Exercise aim: Please copy the records below word for word, leaving out the pictures.

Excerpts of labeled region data
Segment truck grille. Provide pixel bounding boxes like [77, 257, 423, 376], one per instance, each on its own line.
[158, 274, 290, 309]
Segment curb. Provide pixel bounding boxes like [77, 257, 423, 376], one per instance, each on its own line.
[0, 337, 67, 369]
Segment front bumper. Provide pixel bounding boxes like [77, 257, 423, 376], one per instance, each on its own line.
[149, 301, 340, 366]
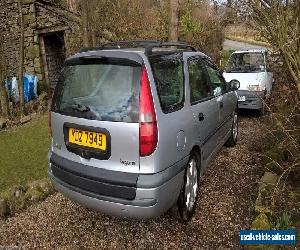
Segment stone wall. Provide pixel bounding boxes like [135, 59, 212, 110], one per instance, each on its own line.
[0, 0, 80, 89]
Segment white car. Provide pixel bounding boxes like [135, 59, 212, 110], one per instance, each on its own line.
[223, 49, 274, 114]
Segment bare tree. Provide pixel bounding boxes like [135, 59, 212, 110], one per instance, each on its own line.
[249, 0, 300, 95]
[169, 0, 179, 42]
[18, 0, 25, 116]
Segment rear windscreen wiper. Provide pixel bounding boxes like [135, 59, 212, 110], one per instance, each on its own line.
[71, 103, 91, 112]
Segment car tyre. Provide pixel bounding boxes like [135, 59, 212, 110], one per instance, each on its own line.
[175, 152, 200, 223]
[225, 110, 239, 147]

Written response:
Segment truck grille. Provide pixel bounding boxes like [77, 257, 423, 376], one per instance, each on its own line.
[158, 274, 290, 309]
Segment curb. Provide pixel bounding boxes like [77, 257, 423, 376], one per instance, each on its own line.
[0, 337, 67, 369]
Segment front bumper. Provide pixel bounding boxes like [77, 257, 423, 376], one per instance, each on its own line.
[149, 301, 340, 366]
Segment stone wall. Provide pixel bounding boxes like [135, 59, 212, 110], one per instance, each on its own line.
[0, 0, 80, 89]
Segment white car. Provide pixel bounding boxes like [135, 59, 212, 110], one per instance, each on its own line.
[223, 49, 274, 114]
Segment bare tree. Provide pixel bounding boxes like [135, 59, 212, 110], one per instance, each on its own line.
[249, 0, 300, 95]
[169, 0, 179, 42]
[18, 0, 25, 116]
Segment rear windscreen wiper. Provide pixel bounding boxes like [135, 59, 212, 110], one per instance, each on its own line.
[71, 103, 91, 112]
Segment car tyre. Provide pixel bounding boxes like [135, 59, 212, 110], one per instance, each on its own line.
[175, 152, 200, 223]
[225, 110, 239, 147]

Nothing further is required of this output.